• Given task
Set down the lines below word for word, without altering anything.

# start of Records supplied

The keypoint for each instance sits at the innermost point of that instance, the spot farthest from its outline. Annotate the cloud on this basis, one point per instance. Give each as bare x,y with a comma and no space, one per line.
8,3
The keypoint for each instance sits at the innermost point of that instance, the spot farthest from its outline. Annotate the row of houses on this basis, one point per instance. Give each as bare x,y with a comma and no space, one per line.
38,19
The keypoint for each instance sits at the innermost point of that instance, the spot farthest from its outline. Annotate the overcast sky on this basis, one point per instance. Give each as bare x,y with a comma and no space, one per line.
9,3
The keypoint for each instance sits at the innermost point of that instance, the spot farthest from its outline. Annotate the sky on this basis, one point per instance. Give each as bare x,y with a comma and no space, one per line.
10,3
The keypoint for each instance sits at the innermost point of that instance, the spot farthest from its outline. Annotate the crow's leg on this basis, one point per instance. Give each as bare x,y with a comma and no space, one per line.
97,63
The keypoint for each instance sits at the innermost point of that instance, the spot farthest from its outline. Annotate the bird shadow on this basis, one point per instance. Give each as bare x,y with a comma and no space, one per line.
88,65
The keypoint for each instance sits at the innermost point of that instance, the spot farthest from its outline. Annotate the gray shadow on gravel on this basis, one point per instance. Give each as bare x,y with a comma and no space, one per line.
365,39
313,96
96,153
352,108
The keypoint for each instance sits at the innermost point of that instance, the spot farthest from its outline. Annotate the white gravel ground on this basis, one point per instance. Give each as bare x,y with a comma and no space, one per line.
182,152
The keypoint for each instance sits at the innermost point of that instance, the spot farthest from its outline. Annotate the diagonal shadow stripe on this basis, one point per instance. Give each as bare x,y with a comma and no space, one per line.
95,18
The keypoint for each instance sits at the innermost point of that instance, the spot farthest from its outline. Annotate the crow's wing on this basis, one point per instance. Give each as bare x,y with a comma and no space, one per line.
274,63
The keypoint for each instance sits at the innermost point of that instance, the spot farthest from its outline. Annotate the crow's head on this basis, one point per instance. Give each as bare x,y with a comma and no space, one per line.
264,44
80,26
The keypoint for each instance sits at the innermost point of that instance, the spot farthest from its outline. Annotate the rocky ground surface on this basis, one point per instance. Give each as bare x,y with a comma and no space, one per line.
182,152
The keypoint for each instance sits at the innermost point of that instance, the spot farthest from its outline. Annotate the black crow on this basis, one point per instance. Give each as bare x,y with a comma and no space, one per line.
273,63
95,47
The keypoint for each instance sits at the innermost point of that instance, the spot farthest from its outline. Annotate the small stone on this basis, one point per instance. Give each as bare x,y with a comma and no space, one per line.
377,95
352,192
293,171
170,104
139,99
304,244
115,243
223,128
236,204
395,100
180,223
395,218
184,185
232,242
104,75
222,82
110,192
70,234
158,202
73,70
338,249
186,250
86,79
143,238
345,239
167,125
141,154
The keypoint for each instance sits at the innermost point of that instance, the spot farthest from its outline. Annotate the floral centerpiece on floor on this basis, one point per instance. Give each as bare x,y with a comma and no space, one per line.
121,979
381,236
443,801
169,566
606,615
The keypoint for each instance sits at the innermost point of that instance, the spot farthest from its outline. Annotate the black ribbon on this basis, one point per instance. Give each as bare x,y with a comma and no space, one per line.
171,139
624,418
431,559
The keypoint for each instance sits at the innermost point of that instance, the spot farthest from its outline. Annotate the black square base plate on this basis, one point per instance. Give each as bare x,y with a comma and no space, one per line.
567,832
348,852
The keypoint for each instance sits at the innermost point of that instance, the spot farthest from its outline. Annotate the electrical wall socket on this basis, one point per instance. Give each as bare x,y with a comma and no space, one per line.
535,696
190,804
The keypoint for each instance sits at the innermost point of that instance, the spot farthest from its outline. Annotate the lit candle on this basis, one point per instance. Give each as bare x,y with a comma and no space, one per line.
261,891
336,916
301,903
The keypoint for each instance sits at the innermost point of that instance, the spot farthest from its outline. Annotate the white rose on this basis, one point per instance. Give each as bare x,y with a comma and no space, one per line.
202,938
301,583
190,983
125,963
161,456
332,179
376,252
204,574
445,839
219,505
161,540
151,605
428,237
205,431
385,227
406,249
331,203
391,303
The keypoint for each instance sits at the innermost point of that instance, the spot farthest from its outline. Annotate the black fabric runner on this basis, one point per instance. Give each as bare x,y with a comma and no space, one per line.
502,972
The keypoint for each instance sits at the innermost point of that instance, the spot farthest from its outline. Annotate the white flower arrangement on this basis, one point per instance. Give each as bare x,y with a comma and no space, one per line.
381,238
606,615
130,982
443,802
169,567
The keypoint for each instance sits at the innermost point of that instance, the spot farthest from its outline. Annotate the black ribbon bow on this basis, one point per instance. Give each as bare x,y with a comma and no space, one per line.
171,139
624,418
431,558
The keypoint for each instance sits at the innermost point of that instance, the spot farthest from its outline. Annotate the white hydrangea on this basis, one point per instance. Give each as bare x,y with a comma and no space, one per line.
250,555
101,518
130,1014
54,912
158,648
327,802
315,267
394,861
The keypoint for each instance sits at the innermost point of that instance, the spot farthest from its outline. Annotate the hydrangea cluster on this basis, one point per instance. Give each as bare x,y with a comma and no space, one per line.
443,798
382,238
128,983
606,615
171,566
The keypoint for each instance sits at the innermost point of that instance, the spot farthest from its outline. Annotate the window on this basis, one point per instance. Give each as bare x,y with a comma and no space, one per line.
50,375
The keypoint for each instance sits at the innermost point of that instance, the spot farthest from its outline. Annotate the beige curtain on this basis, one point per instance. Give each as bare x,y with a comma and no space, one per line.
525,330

# end of Records supplied

• Correct result
The keypoint for each instance sits at the innermost point of that instance, the spot farthest from its outline. Annotate the cloud on this basis, one point per instance. Give each as bare x,y with a comma and no space, one per line.
8,3
The keypoint for each instance sits at the innermost point of that instance, the spot farthest from its outline. Annotate the row of houses on this basis, one point per instance. Give each as bare x,y with a comma and no space, one per line.
38,19
The keypoint for each instance sits at the innermost point of that instance, the spot farthest from its outline. Annotate the overcast sky on this basis, one point per instance. Give each as bare x,y with a comma and no space, one per line.
9,3
The keypoint for each instance sits at the innermost point of that instance, the spot farthest from its outline. Annotate the sky on this basis, one point per instance. Give each as bare x,y with a comma and no space, one per line.
10,3
The keypoint for each instance sits at the innermost point of that instance, the spot farthest from its outline. Annotate the crow's leg on this basis, one point per instance. Give each as bare x,y with a comma and no space, one per line.
97,63
The keypoint for each instance sits at the innermost point of that instance, the spot farthest from its outline. Annotate the bird shadow on this basis, one point per instance. Give each as bare x,y with a comma and no space, one per line.
88,65
The keypoint for each instance sits at the innermost point of that instance, the spot farthest from its outline. Annotate the gray shadow on gravel on this basis, one point per instance. Give each as bare x,y with a comma and no space, one per line.
365,39
313,96
96,153
352,108
The keypoint for each instance sits at the innermost point of that instance, the spot farthest from its outline. Annotate the white gravel ground on this basis, one point per instance. Give each as bare x,y with a comma and no space, one per line.
182,152
The keypoint for each instance sits at the innermost point of that instance, the spot farthest from its outline. Annotate the diagonal shadow stripe on this basis, one point per instance. Give each as bare x,y with a comma and no space, one per line.
95,18
The keypoint for each instance sits at the innermost point of that instance, the spot farthest from its outline. Annotate the crow's wing on this basis, one point per instance. Give each as bare x,y with a comma and no space, one per line.
274,63
The keypoint for each instance sits at the innermost point of that instance, the spot farthest from its outline. Annotate the crow's head on this basis, one point per instance. Give each as bare x,y with a comma and no space, one per line.
264,44
80,26
The keypoint for each instance sits at the innermost point of that instance, the spot farthest from its outline. Annotate the rocky ground surface on this basis, one point per instance. Give each as bare x,y with a comma and no space, one per line.
182,152
The keypoint for each instance sits at the innermost point of that instance, the spot farthest from its outline. Annotate the black crow on this basis, one point per instance. Give each as bare x,y with a comma and no space, one per line.
273,63
95,47
The keypoint for each instance sits at the innermost point of that instance, the spot farthest from its outline. Annotate the small stone on this basis, one point per instance. Give each as bare x,y with a comma and no space, one per line.
377,95
352,192
293,171
170,104
139,99
304,244
115,243
223,128
236,204
395,100
180,223
395,218
184,185
232,242
104,75
222,82
110,192
70,234
158,202
73,70
338,249
186,250
86,79
143,238
345,239
167,125
141,154
The keypoint for each instance sits at the innermost point of that instance, the spot farthest from its outline. Annotate the floral centerpiece on floor on this basis, one point per instance. Give each as bare x,y with a comma and no space, one per line.
121,979
381,236
443,801
169,566
606,615
The keypoint for each instance sits at the innermost point of that instance, the spot farthest from its outline. Annotate the black ribbon on this basis, one point per instance. Give each as bare x,y with a comma and no space, one per line.
171,139
624,418
431,559
The keypoint for each instance sits at the innermost point of that instance, the spot farthest from its outline. Annotate the black square base plate on this basis, one point per instance. Give each as bare x,y with a comma and no space, one per line.
567,832
348,852
The keypoint for each instance sits at the innermost point of that instance, the spot farthest from its outline. Annotate the electrical wall socket on this basis, one point per instance. Give each as bare x,y with a comma and no space, one per line.
535,696
190,804
The keypoint for each instance sits at the innermost point of that instance, the spot farthest from its outline. Annotate the lit candle on this basis, one point per instance. Give each as bare x,y with a comma and no space, one per line.
261,891
336,916
301,903
The keypoint for each instance sits at the innermost point of that instance, the spot farthest from its outline. Annotate the white rose on this basis, one point per instance. Give each as bare x,y with a comma and no space, one per line.
202,938
301,583
190,983
125,963
161,456
332,179
376,252
204,574
445,839
219,505
161,540
151,605
428,237
205,431
385,227
406,249
331,203
391,303
The keypoint for each instance sits at the innermost point of that instance, the spot farthest from its outline. Annotate the black fabric runner on this basis, one point per instance. Give each as bare x,y with a comma and no space, one per line.
502,972
The keypoint for each instance sits at the innermost point of that instance, the spot farthest from its outline. Annotate the white flower arrangement on this basis, one point per instance. Give each as bare x,y with a comma and no space, one per line.
381,238
606,615
130,982
443,802
169,567
The keypoint for each instance sits at the innermost point of that instance, the spot farthest from its outline. Annotate the black ribbon bow on this basis, one point per instance. Give each as bare x,y with a comma and no space, one per line.
171,139
624,418
431,558
The keypoint for each instance sits at the innermost point of that instance, the spot farthest from its outline. Annotate the white hydrangea on this basis, one point per instance. Give each as bare x,y with a comma and no space, one per line.
250,555
101,518
130,1014
54,912
158,648
327,802
315,267
394,861
The keypoint for each instance sits at the innermost point of that instance, the spot farthest from its outline. Annotate the hydrangea cluster on this basis, one point per instance. Give each as bare x,y with a comma and no space, one per line.
443,798
382,238
128,983
606,615
171,566
The keypoint for each instance sits at the innermost point of that instance, the spot farthest from its outline. Annotate the window on this basis, one point per instance. Give each as bare x,y with a comma and no space, one per line.
50,375
The keypoint for each instance sits at the innermost point of that instance, the spot farthest from its outline. Annotate the beige curtain on this basis, one point per instance. Give each as bare x,y with a comma and no space, one per line.
525,330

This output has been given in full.